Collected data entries
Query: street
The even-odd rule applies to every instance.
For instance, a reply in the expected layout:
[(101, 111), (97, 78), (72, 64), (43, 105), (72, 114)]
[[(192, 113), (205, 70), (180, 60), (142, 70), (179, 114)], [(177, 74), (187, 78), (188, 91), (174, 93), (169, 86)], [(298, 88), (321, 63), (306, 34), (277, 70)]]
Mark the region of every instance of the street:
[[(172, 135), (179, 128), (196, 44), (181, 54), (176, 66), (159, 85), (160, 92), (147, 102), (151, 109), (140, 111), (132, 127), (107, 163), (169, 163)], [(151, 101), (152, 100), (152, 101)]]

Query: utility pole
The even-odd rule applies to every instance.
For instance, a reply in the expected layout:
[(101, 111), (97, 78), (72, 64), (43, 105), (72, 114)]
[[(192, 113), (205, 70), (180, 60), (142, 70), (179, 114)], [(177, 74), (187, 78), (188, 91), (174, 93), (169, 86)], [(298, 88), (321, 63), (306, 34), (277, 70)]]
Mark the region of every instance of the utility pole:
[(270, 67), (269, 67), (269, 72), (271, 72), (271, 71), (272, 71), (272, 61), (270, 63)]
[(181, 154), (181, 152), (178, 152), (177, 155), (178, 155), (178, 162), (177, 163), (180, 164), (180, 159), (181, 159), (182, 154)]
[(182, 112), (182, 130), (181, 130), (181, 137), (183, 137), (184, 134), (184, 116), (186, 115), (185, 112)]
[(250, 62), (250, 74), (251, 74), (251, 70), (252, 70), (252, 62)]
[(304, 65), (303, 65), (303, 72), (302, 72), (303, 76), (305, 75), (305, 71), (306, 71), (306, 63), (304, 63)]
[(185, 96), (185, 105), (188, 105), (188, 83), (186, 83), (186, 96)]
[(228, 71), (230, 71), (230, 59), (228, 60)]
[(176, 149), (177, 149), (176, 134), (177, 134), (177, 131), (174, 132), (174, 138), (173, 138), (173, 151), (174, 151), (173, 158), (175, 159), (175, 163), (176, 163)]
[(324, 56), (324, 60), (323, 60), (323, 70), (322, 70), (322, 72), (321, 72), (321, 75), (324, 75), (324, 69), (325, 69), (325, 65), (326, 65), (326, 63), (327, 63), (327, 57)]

[Instructions for the task]: Restate the records above exactly.

[Problem solution]:
Query: street
The even-odd rule applies to every instance.
For instance, a reply in the expected layout:
[(101, 111), (97, 78), (72, 64), (43, 105), (72, 114)]
[[(192, 113), (205, 70), (180, 60), (142, 70), (179, 114)], [(177, 74), (187, 78), (188, 91), (174, 93), (169, 86)], [(298, 88), (321, 63), (306, 34), (277, 70)]]
Mark the region of every instance of the street:
[[(172, 135), (179, 128), (196, 44), (181, 54), (176, 66), (159, 85), (160, 92), (147, 102), (151, 109), (140, 111), (132, 127), (107, 163), (169, 163)], [(151, 101), (152, 100), (152, 101)]]

Query: utility pole
The even-odd rule applies to every instance.
For instance, a reply in the expected layout:
[(101, 111), (97, 78), (72, 64), (43, 105), (72, 114)]
[[(192, 113), (205, 70), (180, 60), (142, 70), (179, 114)], [(177, 74), (187, 78), (188, 91), (174, 93), (169, 86)], [(298, 88), (321, 63), (306, 34), (277, 70)]]
Mark the region of every instance of the utility pole:
[(270, 67), (269, 67), (269, 72), (271, 72), (271, 71), (272, 71), (272, 61), (270, 63)]
[(181, 154), (181, 152), (178, 152), (177, 155), (178, 155), (178, 162), (177, 163), (180, 164), (180, 159), (181, 159), (182, 154)]
[(182, 112), (182, 130), (181, 130), (181, 137), (183, 137), (184, 134), (184, 116), (186, 115), (185, 112)]
[(250, 62), (250, 74), (251, 74), (251, 70), (252, 70), (252, 62)]
[(304, 65), (303, 65), (303, 72), (302, 72), (303, 76), (305, 75), (305, 71), (306, 71), (306, 63), (304, 63)]
[(185, 96), (185, 105), (188, 105), (188, 83), (186, 83), (186, 96)]
[(228, 71), (230, 71), (230, 59), (228, 60)]
[(176, 149), (177, 149), (176, 134), (177, 134), (177, 131), (174, 132), (174, 138), (173, 138), (173, 151), (174, 151), (173, 158), (175, 159), (175, 163), (176, 163)]
[(324, 56), (324, 60), (323, 60), (323, 70), (322, 70), (322, 72), (321, 72), (321, 75), (324, 75), (324, 69), (325, 69), (325, 65), (326, 65), (326, 63), (327, 63), (327, 57)]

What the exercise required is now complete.